─── Records provided
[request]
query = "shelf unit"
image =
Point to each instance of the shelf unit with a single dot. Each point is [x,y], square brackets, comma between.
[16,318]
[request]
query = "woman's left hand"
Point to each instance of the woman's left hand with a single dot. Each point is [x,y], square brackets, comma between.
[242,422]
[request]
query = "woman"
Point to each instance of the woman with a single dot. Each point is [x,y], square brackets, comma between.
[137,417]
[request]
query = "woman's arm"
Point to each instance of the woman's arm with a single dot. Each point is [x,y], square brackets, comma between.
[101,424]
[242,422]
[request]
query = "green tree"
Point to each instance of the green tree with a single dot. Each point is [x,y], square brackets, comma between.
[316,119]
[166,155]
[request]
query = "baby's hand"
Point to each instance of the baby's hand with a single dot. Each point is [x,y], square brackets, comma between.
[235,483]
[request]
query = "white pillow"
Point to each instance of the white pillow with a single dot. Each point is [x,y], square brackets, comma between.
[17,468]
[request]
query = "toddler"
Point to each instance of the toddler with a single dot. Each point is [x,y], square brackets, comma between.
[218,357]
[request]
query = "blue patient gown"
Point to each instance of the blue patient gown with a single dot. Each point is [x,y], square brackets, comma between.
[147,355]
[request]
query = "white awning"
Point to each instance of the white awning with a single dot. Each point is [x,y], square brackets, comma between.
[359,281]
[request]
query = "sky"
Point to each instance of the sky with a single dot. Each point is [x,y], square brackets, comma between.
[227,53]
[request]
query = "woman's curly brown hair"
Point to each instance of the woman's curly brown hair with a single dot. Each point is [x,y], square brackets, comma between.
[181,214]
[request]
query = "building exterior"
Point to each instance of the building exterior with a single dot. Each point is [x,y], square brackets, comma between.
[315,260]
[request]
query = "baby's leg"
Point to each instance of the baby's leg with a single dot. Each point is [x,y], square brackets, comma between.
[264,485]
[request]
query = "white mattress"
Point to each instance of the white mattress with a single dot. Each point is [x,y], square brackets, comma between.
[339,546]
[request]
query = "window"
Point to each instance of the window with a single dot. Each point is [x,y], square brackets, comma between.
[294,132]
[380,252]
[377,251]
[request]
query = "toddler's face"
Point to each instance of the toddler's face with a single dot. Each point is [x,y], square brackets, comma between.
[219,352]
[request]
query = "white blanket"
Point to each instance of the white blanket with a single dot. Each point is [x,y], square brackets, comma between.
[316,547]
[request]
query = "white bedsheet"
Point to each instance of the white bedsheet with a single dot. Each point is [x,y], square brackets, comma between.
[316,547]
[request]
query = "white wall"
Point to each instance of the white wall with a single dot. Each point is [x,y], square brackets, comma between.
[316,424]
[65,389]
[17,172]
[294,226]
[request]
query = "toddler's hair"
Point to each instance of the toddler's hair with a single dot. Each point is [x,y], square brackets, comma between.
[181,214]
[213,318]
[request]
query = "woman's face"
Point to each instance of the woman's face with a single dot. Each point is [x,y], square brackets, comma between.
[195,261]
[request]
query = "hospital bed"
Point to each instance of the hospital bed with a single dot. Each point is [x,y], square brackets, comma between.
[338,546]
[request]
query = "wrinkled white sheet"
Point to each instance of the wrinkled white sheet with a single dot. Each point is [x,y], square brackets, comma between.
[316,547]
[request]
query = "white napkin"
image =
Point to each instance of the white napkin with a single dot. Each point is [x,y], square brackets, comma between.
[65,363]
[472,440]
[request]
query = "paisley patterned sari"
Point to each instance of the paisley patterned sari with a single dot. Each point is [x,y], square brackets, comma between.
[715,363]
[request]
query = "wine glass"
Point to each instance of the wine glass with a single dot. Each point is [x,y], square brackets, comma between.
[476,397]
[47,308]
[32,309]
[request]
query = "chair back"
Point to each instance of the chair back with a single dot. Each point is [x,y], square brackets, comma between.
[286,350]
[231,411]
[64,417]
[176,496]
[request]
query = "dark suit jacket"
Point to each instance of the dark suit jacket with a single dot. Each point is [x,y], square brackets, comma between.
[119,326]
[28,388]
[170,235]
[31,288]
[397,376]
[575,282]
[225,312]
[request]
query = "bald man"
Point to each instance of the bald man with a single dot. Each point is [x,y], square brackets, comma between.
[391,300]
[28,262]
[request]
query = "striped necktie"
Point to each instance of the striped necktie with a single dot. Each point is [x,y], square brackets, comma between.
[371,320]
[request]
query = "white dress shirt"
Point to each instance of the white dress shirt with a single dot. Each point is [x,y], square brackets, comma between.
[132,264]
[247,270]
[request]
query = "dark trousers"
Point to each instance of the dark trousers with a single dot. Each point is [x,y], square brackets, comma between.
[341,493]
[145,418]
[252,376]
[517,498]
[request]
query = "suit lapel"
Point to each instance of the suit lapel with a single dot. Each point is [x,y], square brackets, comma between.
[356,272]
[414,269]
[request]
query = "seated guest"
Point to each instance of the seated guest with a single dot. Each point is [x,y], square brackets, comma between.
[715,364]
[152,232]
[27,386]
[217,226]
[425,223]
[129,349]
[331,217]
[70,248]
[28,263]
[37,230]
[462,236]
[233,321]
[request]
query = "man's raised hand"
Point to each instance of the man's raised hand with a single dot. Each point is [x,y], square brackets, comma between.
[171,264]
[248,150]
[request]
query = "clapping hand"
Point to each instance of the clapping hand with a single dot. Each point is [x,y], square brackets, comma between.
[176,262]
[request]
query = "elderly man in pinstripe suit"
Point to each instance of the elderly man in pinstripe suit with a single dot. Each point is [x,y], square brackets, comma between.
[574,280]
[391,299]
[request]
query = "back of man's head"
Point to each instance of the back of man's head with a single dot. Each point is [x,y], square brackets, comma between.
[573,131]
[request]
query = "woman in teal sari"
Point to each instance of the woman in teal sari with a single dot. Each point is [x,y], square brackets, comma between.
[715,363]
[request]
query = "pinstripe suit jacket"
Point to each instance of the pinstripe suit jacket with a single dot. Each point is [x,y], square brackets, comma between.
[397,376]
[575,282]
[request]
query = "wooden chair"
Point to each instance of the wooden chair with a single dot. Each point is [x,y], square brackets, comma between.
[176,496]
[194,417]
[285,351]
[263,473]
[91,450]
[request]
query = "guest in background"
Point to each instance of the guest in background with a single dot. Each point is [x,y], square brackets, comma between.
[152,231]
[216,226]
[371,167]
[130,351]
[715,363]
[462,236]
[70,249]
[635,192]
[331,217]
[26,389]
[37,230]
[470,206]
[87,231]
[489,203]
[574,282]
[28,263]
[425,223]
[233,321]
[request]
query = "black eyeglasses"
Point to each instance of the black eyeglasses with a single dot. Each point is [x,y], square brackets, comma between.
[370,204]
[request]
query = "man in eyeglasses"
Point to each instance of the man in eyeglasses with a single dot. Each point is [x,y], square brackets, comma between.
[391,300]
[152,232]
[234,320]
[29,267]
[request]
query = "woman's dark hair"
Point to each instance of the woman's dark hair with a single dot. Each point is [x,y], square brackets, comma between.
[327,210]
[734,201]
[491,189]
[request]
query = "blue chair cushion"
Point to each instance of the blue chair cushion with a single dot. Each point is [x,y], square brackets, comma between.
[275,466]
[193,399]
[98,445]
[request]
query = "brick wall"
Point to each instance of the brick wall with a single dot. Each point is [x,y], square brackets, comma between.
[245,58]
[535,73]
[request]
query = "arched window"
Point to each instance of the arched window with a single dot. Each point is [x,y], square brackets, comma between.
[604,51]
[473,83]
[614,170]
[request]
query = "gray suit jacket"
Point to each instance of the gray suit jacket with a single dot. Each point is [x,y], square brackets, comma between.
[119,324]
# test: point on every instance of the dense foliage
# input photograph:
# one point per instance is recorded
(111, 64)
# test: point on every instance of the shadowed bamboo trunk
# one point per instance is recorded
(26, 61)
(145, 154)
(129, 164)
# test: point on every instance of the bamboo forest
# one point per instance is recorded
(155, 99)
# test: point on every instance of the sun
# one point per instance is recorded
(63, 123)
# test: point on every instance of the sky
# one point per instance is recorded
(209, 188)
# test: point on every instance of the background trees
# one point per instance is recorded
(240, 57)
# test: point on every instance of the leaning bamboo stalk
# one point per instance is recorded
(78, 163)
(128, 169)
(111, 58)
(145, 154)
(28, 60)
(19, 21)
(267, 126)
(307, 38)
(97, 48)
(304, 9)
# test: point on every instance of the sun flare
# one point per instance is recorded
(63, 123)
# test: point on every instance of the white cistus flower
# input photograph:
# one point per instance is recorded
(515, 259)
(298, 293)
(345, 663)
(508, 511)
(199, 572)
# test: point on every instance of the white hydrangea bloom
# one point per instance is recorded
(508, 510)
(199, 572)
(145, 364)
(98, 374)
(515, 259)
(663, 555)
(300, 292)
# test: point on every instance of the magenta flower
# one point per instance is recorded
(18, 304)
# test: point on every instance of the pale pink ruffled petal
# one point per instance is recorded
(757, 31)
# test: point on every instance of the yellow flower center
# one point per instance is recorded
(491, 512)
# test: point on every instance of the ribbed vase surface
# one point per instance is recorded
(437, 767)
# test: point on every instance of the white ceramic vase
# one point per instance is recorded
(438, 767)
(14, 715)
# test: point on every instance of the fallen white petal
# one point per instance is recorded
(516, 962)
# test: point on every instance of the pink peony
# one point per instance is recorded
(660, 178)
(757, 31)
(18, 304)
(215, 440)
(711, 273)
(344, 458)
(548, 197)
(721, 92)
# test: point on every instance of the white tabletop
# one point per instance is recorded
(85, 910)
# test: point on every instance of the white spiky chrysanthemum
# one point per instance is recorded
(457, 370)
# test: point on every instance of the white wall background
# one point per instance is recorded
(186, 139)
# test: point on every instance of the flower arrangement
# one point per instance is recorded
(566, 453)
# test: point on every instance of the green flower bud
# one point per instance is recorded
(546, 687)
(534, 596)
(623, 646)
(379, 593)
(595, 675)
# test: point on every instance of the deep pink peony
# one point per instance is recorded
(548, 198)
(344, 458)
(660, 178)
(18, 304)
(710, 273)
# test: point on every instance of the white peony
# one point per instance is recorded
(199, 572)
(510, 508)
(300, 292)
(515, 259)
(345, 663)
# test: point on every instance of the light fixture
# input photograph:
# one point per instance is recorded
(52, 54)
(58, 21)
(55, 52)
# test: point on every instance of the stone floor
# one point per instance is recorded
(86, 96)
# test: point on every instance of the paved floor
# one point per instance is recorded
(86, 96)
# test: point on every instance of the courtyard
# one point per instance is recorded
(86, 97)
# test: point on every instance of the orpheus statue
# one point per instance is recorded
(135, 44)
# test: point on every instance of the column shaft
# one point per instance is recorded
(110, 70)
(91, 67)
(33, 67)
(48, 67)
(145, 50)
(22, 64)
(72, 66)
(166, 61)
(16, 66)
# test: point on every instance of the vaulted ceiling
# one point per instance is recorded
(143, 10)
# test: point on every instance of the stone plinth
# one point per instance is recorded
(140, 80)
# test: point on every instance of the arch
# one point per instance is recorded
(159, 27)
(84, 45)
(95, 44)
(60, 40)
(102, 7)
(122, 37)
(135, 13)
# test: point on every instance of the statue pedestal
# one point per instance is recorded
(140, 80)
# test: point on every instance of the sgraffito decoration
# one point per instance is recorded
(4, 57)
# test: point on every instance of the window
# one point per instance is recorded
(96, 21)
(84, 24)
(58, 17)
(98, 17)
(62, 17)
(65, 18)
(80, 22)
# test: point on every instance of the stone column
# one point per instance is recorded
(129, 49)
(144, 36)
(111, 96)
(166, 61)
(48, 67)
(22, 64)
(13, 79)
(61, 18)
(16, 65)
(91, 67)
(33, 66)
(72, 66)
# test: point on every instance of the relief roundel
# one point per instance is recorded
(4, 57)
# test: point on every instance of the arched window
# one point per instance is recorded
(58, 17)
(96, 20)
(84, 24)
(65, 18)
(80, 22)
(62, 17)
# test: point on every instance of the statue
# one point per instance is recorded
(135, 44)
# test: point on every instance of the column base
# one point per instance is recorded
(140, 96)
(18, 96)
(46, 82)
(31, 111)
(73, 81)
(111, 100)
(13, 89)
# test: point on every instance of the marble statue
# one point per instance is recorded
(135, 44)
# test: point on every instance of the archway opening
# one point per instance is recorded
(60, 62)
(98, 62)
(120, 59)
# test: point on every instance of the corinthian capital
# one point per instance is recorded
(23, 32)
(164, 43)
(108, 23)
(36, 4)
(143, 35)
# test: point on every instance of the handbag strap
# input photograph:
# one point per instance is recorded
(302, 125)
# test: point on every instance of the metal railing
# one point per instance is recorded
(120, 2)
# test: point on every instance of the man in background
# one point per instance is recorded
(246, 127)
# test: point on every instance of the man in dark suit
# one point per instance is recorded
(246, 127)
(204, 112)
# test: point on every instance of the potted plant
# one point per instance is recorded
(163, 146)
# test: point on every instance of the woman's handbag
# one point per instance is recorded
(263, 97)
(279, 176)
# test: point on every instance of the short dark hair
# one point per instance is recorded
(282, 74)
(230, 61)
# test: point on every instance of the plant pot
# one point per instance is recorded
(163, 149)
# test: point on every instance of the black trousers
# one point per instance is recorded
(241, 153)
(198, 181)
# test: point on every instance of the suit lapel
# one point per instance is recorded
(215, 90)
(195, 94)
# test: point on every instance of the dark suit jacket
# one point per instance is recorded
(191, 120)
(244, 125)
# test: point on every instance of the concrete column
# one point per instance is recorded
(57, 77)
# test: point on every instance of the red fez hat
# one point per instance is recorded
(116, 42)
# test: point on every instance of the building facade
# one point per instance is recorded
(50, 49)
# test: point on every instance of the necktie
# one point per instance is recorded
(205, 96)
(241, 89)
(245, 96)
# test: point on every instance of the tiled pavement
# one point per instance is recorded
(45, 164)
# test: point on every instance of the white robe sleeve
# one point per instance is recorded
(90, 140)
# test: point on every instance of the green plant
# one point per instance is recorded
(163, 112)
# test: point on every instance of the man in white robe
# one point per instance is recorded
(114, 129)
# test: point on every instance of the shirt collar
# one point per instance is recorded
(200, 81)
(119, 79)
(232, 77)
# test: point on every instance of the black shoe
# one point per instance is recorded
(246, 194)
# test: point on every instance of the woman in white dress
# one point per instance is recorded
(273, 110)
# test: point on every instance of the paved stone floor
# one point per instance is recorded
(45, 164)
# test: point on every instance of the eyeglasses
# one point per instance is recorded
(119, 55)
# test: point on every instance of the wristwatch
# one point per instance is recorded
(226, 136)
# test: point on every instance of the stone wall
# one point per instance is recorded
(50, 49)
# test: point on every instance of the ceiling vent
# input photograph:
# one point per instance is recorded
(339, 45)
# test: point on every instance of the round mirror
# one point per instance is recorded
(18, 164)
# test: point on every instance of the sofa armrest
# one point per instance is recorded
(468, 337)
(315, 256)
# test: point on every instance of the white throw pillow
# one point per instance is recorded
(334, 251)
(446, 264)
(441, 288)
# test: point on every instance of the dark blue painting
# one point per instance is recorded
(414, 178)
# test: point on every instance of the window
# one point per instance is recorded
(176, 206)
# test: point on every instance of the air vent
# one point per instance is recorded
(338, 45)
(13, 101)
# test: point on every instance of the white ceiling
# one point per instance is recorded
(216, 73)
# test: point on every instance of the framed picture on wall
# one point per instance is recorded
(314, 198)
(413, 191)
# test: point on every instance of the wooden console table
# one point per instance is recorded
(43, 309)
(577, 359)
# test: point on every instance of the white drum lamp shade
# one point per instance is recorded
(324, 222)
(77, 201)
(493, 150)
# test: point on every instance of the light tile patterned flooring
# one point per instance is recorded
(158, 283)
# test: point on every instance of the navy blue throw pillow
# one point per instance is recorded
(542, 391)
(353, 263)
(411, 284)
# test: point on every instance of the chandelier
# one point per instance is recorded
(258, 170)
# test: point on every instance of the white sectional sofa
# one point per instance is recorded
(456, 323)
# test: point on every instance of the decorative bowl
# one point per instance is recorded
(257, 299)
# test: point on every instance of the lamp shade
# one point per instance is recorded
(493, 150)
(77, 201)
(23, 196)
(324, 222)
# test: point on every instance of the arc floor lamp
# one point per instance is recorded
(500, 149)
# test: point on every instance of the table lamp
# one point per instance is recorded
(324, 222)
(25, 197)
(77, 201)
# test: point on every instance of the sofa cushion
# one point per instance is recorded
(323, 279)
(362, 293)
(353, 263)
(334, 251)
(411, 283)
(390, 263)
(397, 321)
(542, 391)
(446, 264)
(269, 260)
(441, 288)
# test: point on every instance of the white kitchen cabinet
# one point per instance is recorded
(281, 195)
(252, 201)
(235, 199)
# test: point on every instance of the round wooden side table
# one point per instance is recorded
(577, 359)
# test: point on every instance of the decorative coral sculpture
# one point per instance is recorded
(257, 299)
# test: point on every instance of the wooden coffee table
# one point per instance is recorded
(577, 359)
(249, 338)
──────
Goal of the exercise >>
Exactly reproduce the lines beginning with the one that contains "# test: point on every instance of the air" and ending with the last line of the material, both included. Leave out everything else.

Written reply >>
# test: point on every instance of the air vent
# one point per instance is recorded
(338, 45)
(13, 101)
# test: point on every instance of the white ceiling
# one point per instance is recorded
(216, 73)
# test: point on every instance of the framed picture on wall
# one point per instance is recorded
(314, 198)
(413, 191)
# test: point on every instance of the wooden console table
# one point per instance is recorded
(43, 309)
(577, 359)
# test: point on every instance of the white drum lamp shade
# one point per instance is recorded
(324, 222)
(77, 201)
(493, 150)
# test: point on every instance of the light tile patterned flooring
# one point per instance is recorded
(158, 283)
# test: point on every instance of the navy blue throw pillow
# one point per instance is recorded
(542, 391)
(353, 263)
(411, 284)
# test: point on every instance of the chandelier
# one point per instance is recorded
(258, 170)
# test: point on every instance of the white sectional sofa
# one point per instance is recorded
(456, 323)
# test: point on every instance of the decorative bowl
# one point per instance is recorded
(257, 299)
# test: point on every instance of the lamp shade
# one point per instance is recorded
(493, 150)
(77, 201)
(23, 196)
(324, 222)
# test: point on every instance of the arc floor lamp
# one point per instance is recorded
(500, 149)
# test: point on every instance of the table lamp
# one point per instance is recorded
(324, 222)
(25, 197)
(77, 201)
# test: point on every instance of the sofa cushion
# one point per instance is recorded
(323, 279)
(362, 293)
(353, 263)
(334, 251)
(411, 283)
(390, 263)
(397, 321)
(542, 391)
(446, 264)
(269, 260)
(441, 288)
# test: point on every instance of the white kitchen cabinet
# one point per instance is recorded
(281, 195)
(252, 201)
(235, 199)
# test: point on every instance of the round wooden side table
# one point per instance is recorded
(577, 359)
# test: point on every instance of the decorative coral sculpture
# one point per instance is recorded
(257, 299)
# test: point on every instance of the wooden coffee table
# one point per instance is recorded
(577, 359)
(249, 338)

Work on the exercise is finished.